**Directions**
Return the entries below verbatim. Pictures stay out.

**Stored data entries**
__________

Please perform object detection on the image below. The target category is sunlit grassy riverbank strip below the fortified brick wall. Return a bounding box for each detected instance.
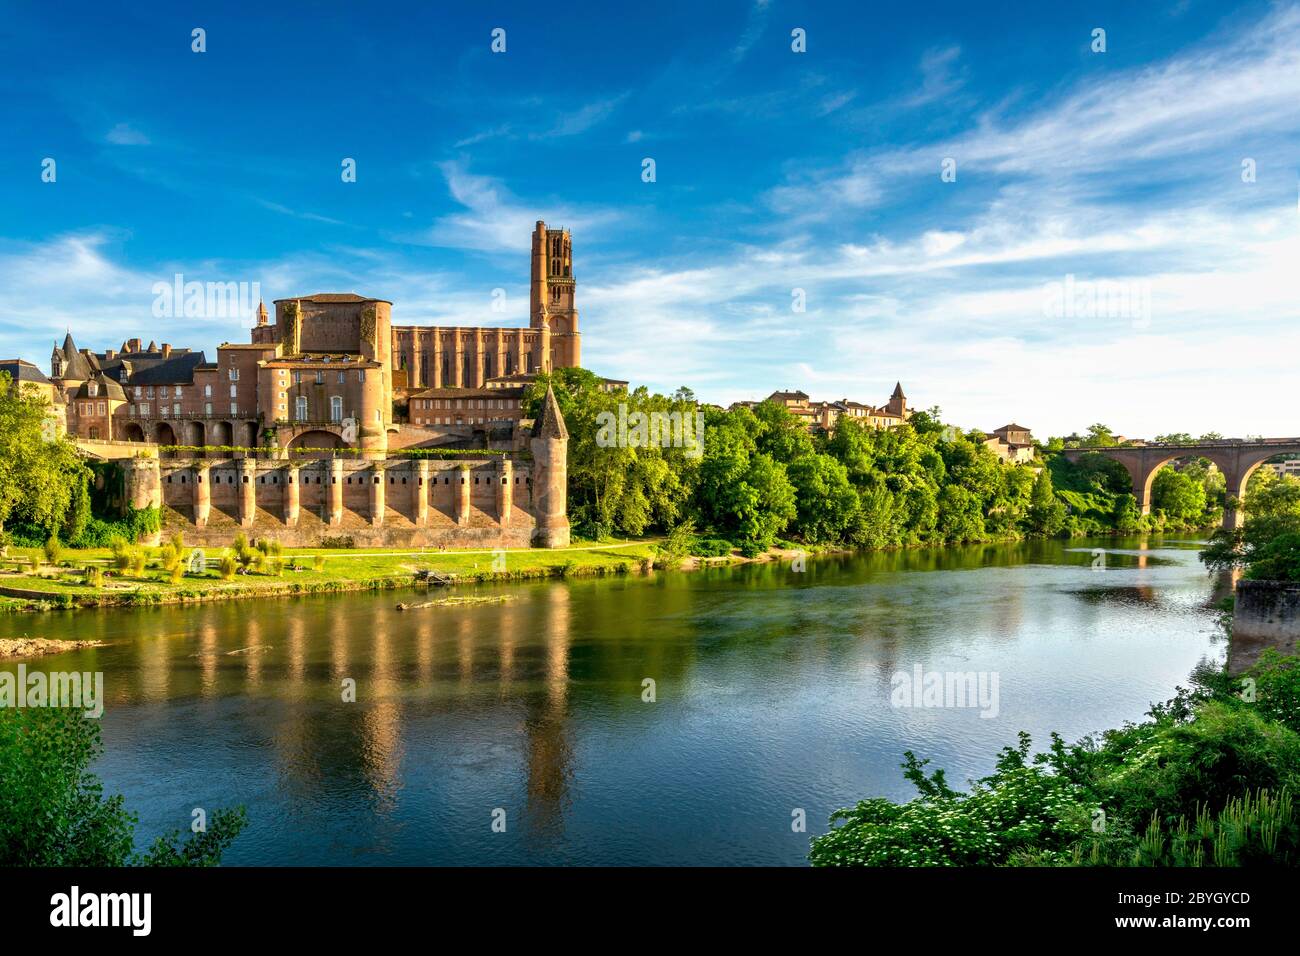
[0,540,657,611]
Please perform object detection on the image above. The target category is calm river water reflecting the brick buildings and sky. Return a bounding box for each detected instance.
[0,538,1226,865]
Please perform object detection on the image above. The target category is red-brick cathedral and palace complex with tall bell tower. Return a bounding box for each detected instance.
[45,221,585,455]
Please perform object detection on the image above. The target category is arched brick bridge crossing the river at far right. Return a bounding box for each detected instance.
[1063,438,1300,528]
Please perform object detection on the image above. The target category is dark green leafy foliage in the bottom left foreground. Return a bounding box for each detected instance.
[0,708,248,866]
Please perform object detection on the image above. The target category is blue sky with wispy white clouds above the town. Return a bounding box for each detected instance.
[0,0,1300,437]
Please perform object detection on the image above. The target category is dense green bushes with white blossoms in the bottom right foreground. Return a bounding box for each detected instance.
[809,653,1300,866]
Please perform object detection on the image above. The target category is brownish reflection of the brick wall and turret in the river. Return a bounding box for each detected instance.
[137,587,573,838]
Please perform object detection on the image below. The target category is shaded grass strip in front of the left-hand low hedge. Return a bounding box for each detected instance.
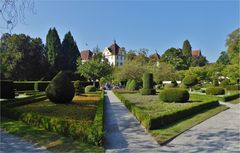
[0,118,104,153]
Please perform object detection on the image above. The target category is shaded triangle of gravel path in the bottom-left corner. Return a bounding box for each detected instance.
[0,129,51,153]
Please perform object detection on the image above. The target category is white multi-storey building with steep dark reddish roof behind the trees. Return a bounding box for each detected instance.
[103,40,125,66]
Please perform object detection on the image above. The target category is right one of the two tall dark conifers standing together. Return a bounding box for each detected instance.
[62,31,80,71]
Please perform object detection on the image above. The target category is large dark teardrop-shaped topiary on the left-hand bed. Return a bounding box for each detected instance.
[46,71,75,103]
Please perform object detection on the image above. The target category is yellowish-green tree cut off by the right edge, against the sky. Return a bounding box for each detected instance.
[226,28,240,64]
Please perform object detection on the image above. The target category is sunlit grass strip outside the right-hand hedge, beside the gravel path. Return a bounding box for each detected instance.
[149,106,227,144]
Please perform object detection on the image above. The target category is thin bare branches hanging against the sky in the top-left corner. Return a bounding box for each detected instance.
[0,0,34,33]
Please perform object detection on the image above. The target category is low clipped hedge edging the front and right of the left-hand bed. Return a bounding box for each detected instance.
[2,91,104,145]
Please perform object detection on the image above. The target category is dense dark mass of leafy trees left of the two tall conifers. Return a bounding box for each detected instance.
[0,34,48,80]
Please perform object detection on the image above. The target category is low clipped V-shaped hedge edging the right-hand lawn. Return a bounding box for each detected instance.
[114,91,219,130]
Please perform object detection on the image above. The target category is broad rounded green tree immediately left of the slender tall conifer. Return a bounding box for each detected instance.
[161,48,188,70]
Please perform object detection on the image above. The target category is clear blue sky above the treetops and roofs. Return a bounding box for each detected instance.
[0,0,240,62]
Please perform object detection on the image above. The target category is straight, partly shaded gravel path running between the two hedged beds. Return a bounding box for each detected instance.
[104,91,160,153]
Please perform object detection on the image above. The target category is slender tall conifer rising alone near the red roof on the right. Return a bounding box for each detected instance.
[182,40,192,67]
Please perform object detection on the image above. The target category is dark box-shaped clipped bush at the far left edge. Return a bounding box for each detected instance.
[0,80,15,99]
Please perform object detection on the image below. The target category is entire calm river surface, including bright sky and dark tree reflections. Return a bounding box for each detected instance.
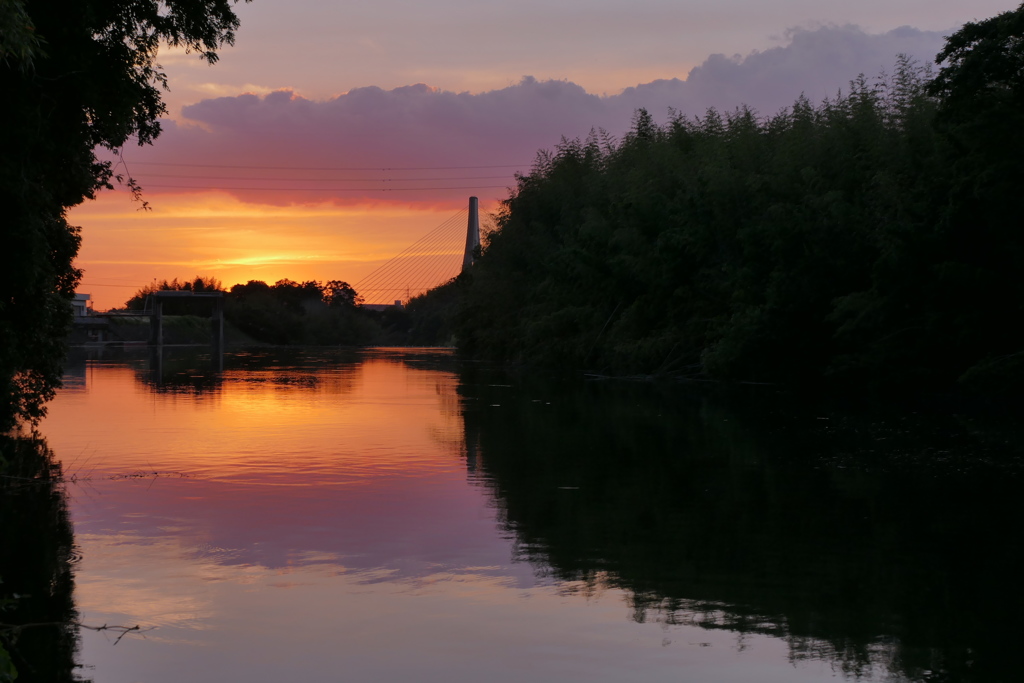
[34,349,1024,683]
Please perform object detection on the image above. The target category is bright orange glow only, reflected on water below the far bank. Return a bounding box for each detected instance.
[43,350,461,485]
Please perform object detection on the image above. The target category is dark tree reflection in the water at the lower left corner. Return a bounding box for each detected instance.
[0,436,86,683]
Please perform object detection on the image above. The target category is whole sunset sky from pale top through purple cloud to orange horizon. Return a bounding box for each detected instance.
[71,0,1015,309]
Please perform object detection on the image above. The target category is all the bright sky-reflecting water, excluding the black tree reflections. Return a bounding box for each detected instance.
[42,349,856,683]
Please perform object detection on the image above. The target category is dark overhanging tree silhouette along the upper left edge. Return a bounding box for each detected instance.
[0,0,245,430]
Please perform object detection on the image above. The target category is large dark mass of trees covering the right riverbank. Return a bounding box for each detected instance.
[456,6,1024,390]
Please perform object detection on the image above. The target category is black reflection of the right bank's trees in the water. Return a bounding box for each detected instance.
[463,376,1024,681]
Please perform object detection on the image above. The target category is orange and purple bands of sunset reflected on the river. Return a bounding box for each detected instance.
[43,349,495,589]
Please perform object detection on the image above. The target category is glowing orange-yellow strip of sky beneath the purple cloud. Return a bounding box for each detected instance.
[69,191,487,309]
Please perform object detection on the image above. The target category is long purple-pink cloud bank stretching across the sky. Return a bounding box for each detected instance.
[126,26,943,204]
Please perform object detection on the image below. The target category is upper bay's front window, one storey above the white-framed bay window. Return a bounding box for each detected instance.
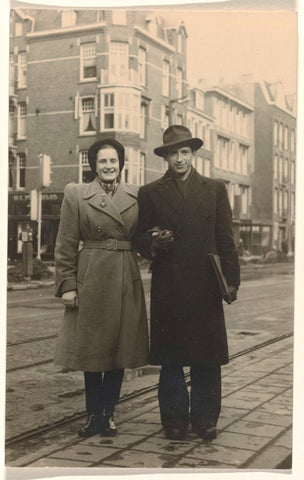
[109,42,129,83]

__________

**Response for this exercise**
Please perform object detection on the image below. The target category is sunlit grassy riverbank strip below the fortified brick wall. Return a bounding box for each detected instance.
[0,540,657,611]
Please perform object detection on the image above. The target category is calm river water reflecting the brick buildings and sky. Return a bounding box for each detected instance.
[0,538,1226,865]
Please perform object detection on the image above. The target category is red-brick cathedral and palace complex with tall bell tower. Return a bounding box for each detected instance.
[45,221,585,455]
Please perform object detection on the image above. The target category is arched brick bridge crossing the river at far right. Return a bounding box for each detected instance.
[1063,438,1300,528]
Please perform object detection on the image above. The target category is dark green leafy foliage in the bottom left foreground. Return a bounding box for each detected instance.
[0,708,248,866]
Please perform object detection on the image above. The target category is blue sky with wispy white clouds above the town. Return a bounding box for each detected instance.
[0,0,1300,437]
Please perform object detection on the image above. The target category is dense green bushes with white blossoms in the bottom right foreground. Return a bounding box for each detected instance.
[809,653,1300,866]
Please perform object detection on the image above. The target category is brownish reflection of the brick wall and turret in the river. Return a bounding box for each detected instance.
[137,587,573,838]
Please perform object detection on the image below. The target category is shaded grass strip in front of the left-hand low hedge. Return a bounding box for each detected instance.
[0,118,104,153]
Please perform object detection on the image above. The target category is shaded triangle of gravel path in the bottom-left corner. Return a bounding box for each detected instance.
[0,129,51,153]
Please perform object detection on the image above. The target category is white multi-storey building with steep dark reddish roof behind the trees. Return a bounding box for each detected instance.
[103,40,125,66]
Please perform object detection on the image above. The target category is right one of the two tall dark conifers standing together. Return a bounding box for each detected instance.
[62,31,80,71]
Please perform object detection on the image above. The target category is large dark teardrop-shaped topiary on the left-hand bed. Return a bounding box for each detected instance.
[46,71,75,103]
Please perform object detection on the image above. The target category is yellowish-green tree cut off by the right edge, against the sky. Return a bounding box for each detected instance.
[226,28,240,64]
Please perform object detection on the image above. The target category is sunlit grass strip outside the right-hand hedge, beside the gravel path. Return a bounding box for each detected instance.
[149,106,227,144]
Please perform object detection on the image above. The target category is thin bare branches hanging against the sky in the top-left corner. Return a bounding box for each detected instance.
[0,0,34,33]
Please perform object detection on the image above. The target category is low clipped hedge edging the front and right of the left-hand bed. Return a bounding box for each detected instance.
[2,91,104,145]
Please perform object detection on the image above. The target category is dense dark mass of leafy trees left of the two tall conifers. Return a bounding box for each detected instance.
[0,34,48,80]
Please perform object detection on the image above. The target category is low clipped V-shaped hedge edging the right-hand lawn. Return a bounding box for each detected instance.
[114,91,219,130]
Please perform object detection on the image above. The target category is broad rounded green tree immediately left of the slender tall conifer. Return a bounding box for each detected instance.
[161,48,188,70]
Please perform object detection on the image above. The target category is clear blue sky above the treetops and roofs. Return a bounding box for each detected instance.
[0,0,240,62]
Please perform object detection on the image above. The target category is straight, partly shaded gravel path running between the two hedged beds. Return a bounding box for each detected instance.
[104,91,160,153]
Please perform object detection on the image above. The target category is slender tall conifer rising alone near the red roof on the right. Return a bounding box for each detected instance.
[182,40,192,67]
Please perform object detection on the image above. The target category is dark box-shaped clipped bush at the far left edge. Return a bounding box for each detected instance.
[0,80,15,99]
Please perform object detection on the image below. The target category is entire calm river surface, including bright sky and dark tree reflections. Return a bounding box for each detected instance.
[34,349,1024,683]
Please perform object detection on the image above. The target category is bright orange glow only, reflected on water below the far bank. Return a bounding box for each detected instance.
[43,350,461,485]
Please perform object detection on the image above. The target category is dark tree reflection in the water at the lower left corner. Return a bounding box for each detected instance.
[0,436,86,683]
Please perform object detection on the image above. The target category is whole sunset sky from pale top through purple cloud to orange horizon. Return a bounding box for each detected instance.
[71,0,1015,309]
Please perform object detection on the image above. The target category is all the bright sky-reflecting water, excluding the black tree reflections. Return a bounding box for each detected instance.
[42,349,856,683]
Please perform object detection on the image above. The target category is dark overhanging tree silhouette along the upper left edge. Return a bounding box for each detected instance.
[0,0,245,430]
Please perform object detection on the image above. The target category is large dark mass of trees covering the right riverbank. Return a bounding box for each detected instance.
[456,6,1024,390]
Please perform object detection on the image above. The target category is black reflection of the right bank's trees in the water. Return a bounding box for each detected instance.
[463,376,1024,681]
Please perform object detection on the image above. The target category is orange and purple bands of sunset reflected on the river. Return a bounding box for each detected instance.
[43,349,495,589]
Please perform object detection on the image above. The target category is glowing orange-yellow strip of sky beneath the purple cloud. Return a bounding box for each detected instance.
[69,191,487,309]
Please perform object detection on the image above. The target category is long purple-pink cloud bank stretching across the sky. Return a bounding box for each detected instance.
[126,26,943,204]
Please perform object detection on the image below. The target category is upper bay's front window, one storey above the white-framed bay window. Return a bounding box for each detected instance.
[109,42,129,83]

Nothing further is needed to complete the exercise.